■ DO THIS
From the flight delay repository text, list every category of flight delay or cancellation cause that it defines.

■ TEXT EXCERPT
+--
Welcome to my flight delay prediction repository
- Air Carrier: The cause of the cancellation or delay was due to circumstances within the airline's control (e.g. maintenance or crew problems, aircraft cleaning, baggage loading, fueling, etc.).
- Extreme Weather: Significant meteorological conditions (actual or forecasted) that, in the judgment of the carrier, delays or prevents the operation of a flight such as tornado, blizzard or hurricane.
- National Aviation System (NAS): Delays and cancellations attributable to the national aviation system that refer to a broad set of conditions, such as non-extreme weather conditions, airport operations, heavy traffic volume, and air traffic control.
- Late-arriving aircraft: A previous flight with the same aircraft arrived late, causing the present flight to depart late.
- Security: Delays or cancellations caused by evacuation of a terminal or concourse, reboarding of aircraft because of security breach, inoperative screening equipment and/or long lines in excess of 29 minutes at screening areas.
In this repository, I evaluated these reasons and modeled the data using logistic regression and random forest model. Before doing that, let's go over few requirements for this study!
- Chrome Browser and Driver (needs to be the same version)
- Windows Subystem for Linux and run following commands on linux terminal
sudo apt-get install unzip
sudo apt install csvkit
- NumPy ➡️
pip install numpy
- Pandas ➡️
pip install pandas
- JupyterLab ➡️
python -m pip install jupyter
- Matplotlib ➡️
pip install matplotlib
- Progressbar2 ➡️
pip install progressbar2
- Federal Holidays ➡️
pip install holidays
- Selenium ➡️
pip install selenium
- Seaborn ➡️
pip install seaborn
- Plotly ➡️
pip install plotly
- Sklearn ➡️
pip install sklearn
- Airline on-time performance dataset is available on The Bureau of Transportation Statistics’ website. In the process of data scraping, I used the selenium library in Python. This library works with a a Chrome driver that needs to be the same version as your Chrome browser. It downloads the monthly data to the ~/data/flight_data folder. From then on, a shell script concatenates these monthly flight data into a single csv file under the same folder.
date_start = '2018-01' #YYYY-MM format date_end = '2020-11' #YYYY-MM format path, parent_path = wrangling.acquire(date_start, date_end) # Web-scraping with selenium
- Weather data was obtained from Iowa State University’s Environmental Mesonet Platform. This platform works like an API service which needs modification of a requested URL for each inquiry. The python script for weather data can be found on this GitHub repo.
weather.data(df, airport, icao, date_start, date_end)
- Airport data was obtained from The Bureau of Transportation Statistics’ website manually. This dataset has a substantial amount of information such as airport names, location, time zone etc and it be found here.
- ICAO data was acquired from OpenFlight dataset. The reason why we need this data is because The Environmental Mesonet Platform of Iowa State University requires ICAO codes as station IDs whereas airport data from The Bureau of Transportation Statistics does not have. You can have look at it here.
The full exploratory data analysis can be looked at this jupyter notebook, however, I brought couple of important ones here.
+--
■ SUPPLIED INFORMATION
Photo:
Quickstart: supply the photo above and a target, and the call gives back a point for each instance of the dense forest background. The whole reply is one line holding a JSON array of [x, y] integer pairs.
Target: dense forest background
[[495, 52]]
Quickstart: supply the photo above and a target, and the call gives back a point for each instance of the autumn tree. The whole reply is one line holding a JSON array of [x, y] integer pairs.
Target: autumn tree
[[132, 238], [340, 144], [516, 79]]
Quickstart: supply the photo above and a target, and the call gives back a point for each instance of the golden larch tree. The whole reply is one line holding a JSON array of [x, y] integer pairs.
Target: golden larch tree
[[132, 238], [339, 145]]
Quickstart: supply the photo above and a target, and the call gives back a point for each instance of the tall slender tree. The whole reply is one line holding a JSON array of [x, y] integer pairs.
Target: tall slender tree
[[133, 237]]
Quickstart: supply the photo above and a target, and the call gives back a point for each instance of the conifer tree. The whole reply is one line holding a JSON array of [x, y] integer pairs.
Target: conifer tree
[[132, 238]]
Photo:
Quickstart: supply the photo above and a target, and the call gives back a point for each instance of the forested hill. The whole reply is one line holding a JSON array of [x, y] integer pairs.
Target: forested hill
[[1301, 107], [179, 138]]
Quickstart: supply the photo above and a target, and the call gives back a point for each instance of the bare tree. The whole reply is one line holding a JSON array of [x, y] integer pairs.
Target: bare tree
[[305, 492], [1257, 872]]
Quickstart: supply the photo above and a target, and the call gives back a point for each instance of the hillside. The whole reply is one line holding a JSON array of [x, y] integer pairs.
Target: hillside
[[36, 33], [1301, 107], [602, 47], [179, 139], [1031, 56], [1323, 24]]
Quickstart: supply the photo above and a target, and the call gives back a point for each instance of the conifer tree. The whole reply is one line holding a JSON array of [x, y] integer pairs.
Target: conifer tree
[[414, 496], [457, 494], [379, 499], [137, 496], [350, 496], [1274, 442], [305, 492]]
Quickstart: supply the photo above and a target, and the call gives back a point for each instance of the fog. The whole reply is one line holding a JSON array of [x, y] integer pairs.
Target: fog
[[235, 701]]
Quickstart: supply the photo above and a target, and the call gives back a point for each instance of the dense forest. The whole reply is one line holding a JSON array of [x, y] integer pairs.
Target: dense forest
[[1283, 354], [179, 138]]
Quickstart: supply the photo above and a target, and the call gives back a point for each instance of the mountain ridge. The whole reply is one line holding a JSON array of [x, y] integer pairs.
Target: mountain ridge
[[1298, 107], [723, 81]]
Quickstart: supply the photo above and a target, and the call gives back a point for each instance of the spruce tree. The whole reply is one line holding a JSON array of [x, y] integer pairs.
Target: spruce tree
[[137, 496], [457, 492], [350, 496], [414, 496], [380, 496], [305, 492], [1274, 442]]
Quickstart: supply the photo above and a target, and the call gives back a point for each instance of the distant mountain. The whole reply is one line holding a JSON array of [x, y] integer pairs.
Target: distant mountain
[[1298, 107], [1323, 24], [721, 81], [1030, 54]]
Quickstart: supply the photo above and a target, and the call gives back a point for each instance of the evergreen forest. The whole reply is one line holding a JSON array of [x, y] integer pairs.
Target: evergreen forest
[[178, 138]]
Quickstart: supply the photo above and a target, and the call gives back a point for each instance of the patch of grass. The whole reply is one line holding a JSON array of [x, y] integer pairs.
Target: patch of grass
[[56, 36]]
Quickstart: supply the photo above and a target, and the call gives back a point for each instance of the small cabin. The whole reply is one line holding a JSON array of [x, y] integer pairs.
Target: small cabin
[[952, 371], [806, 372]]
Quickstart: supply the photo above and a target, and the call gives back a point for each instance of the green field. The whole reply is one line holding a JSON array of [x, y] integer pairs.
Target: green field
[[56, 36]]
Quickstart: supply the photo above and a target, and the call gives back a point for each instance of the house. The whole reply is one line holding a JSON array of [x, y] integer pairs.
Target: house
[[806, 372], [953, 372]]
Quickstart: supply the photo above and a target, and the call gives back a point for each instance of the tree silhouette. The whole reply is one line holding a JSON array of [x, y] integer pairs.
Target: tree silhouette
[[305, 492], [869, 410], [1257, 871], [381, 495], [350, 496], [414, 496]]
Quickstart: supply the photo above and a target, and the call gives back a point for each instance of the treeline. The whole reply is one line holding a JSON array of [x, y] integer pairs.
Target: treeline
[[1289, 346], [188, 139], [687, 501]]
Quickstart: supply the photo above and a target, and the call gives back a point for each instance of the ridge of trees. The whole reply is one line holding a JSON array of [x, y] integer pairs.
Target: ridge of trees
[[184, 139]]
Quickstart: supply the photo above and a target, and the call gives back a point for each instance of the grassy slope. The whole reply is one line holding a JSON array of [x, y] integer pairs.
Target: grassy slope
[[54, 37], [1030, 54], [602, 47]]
+--
■ COMPLETE RESPONSE
- Air Carrier
- Extreme Weather
- National Aviation System (NAS)
- Late-arriving aircraft
- Security